* **STATED PROBLEM 1**
Please count the lines in the listing below that contain the string "shirt", and give only the number.

* **SELECTED EXCERPT**
= = = = = = =

BFC is pursuing additional financing, refinancing, and asset sales to meet its
obligations and must raise a minimum of $2.4 million. Approximately $900,000 has
been raised as of the filing of this report. No assurance can be provided that
BFC will be successful in its efforts. Since BFC is in default, its creditors
could take legal action to enforce their right to repayment. No legal action has
been taken at this time. The failure of BFC to raise the minimum amount of
capital or legal action taken by the creditors could impact BFC's ability to
continue as a going concern. This could ultimately affect the ability of the
General Partner to continue as a going concern. If this were to happen, the
Partnership would need to appoint a new general partner. The new general partner
could require additional fees and charges that would have a significant negative
impact on the Partnership.

= = = = = = =

* **Collection entries**
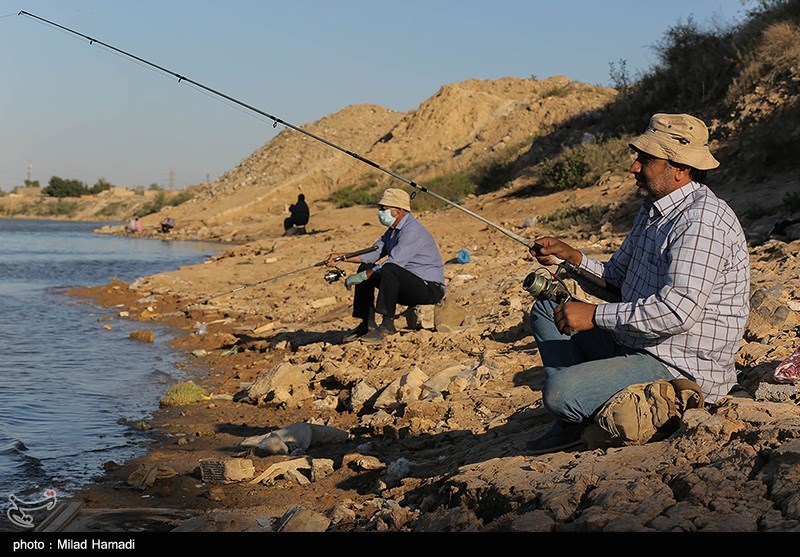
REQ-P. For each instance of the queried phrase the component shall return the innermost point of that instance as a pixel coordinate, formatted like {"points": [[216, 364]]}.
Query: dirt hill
{"points": [[463, 124], [438, 419]]}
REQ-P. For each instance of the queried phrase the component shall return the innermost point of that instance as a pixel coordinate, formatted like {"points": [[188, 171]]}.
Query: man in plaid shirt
{"points": [[684, 277]]}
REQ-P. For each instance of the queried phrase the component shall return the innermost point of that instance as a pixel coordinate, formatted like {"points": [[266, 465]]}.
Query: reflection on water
{"points": [[68, 386]]}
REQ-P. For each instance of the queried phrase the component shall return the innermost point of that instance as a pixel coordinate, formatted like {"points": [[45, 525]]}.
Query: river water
{"points": [[69, 388]]}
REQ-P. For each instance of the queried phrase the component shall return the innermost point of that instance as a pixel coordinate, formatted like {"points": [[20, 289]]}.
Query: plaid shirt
{"points": [[684, 273]]}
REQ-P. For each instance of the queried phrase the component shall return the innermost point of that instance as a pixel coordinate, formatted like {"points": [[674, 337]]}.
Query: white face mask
{"points": [[386, 217]]}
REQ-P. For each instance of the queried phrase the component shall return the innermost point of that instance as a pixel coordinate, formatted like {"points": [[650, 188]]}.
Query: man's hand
{"points": [[329, 262], [552, 247], [352, 280], [571, 317]]}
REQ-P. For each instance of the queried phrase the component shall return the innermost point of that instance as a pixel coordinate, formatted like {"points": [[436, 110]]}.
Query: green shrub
{"points": [[60, 187], [110, 210], [589, 216], [181, 394], [180, 198], [158, 203], [58, 208], [581, 166]]}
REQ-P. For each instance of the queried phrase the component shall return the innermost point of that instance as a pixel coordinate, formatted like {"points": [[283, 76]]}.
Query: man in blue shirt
{"points": [[412, 272]]}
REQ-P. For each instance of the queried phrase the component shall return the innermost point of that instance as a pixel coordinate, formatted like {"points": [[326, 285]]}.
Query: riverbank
{"points": [[445, 457]]}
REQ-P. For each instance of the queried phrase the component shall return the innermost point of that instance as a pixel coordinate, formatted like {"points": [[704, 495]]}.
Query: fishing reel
{"points": [[334, 274], [541, 286]]}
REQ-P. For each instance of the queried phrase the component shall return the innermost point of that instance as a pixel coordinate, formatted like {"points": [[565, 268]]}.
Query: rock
{"points": [[226, 469], [143, 336], [283, 375], [777, 393], [320, 468], [330, 402], [360, 394], [534, 521], [448, 315], [399, 469], [419, 317], [362, 462], [403, 389], [111, 466], [300, 519], [767, 316], [324, 302], [340, 514]]}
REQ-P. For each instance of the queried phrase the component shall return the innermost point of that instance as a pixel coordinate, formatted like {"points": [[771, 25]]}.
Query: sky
{"points": [[79, 111]]}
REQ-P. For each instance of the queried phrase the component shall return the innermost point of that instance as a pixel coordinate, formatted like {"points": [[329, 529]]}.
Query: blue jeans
{"points": [[583, 370]]}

= = = = = = =

* **STATED PROBLEM 2**
Continue the passage on BFC's financing shortfall and default, starting after its last sentence.

* **REPLY 1**
3

* **REPLY 2**
8
Item 2. Management's Discussion and Analysis of Financial Condition and
---------------------------------------------------------------
Results of Operations
---------------------
Results of Operations
Income derived from direct financing leases and notes receivable was $178,935
for the nine months ending September 30, 2003 compared to $424,265 for the same
period of 2002. The decrease is due to a smaller portfolio of direct financing
leases and notes receivable. The Partnership's net investment in direct
financing leases and notes receivable was $1,935,366 at September 30, 2003 and
$5,470,631 at September 30, 2002. Other income of $18,707 for the first nine
months of 2003 is interest income on a money market account and other
investments and late charges on lease payments, and is down from $21,064 a year
ago. The Partnership had a gain on lease terminations for the first nine months
of 2003 of $63,526 compared to a gain of $22,310 for the first nine months of
2002. The gain in 2003 was primarily due to the payoff of one lessee that had
previously been on a non-accrual status.
Management fees are paid to the General Partner and represent 2% of the gross
rental payments, loan payments, and other financing payments received. These
gross rental and other payments were $1,730,700 the first nine months of 2003
compared to $2,533,100 for the first nine months of 2002.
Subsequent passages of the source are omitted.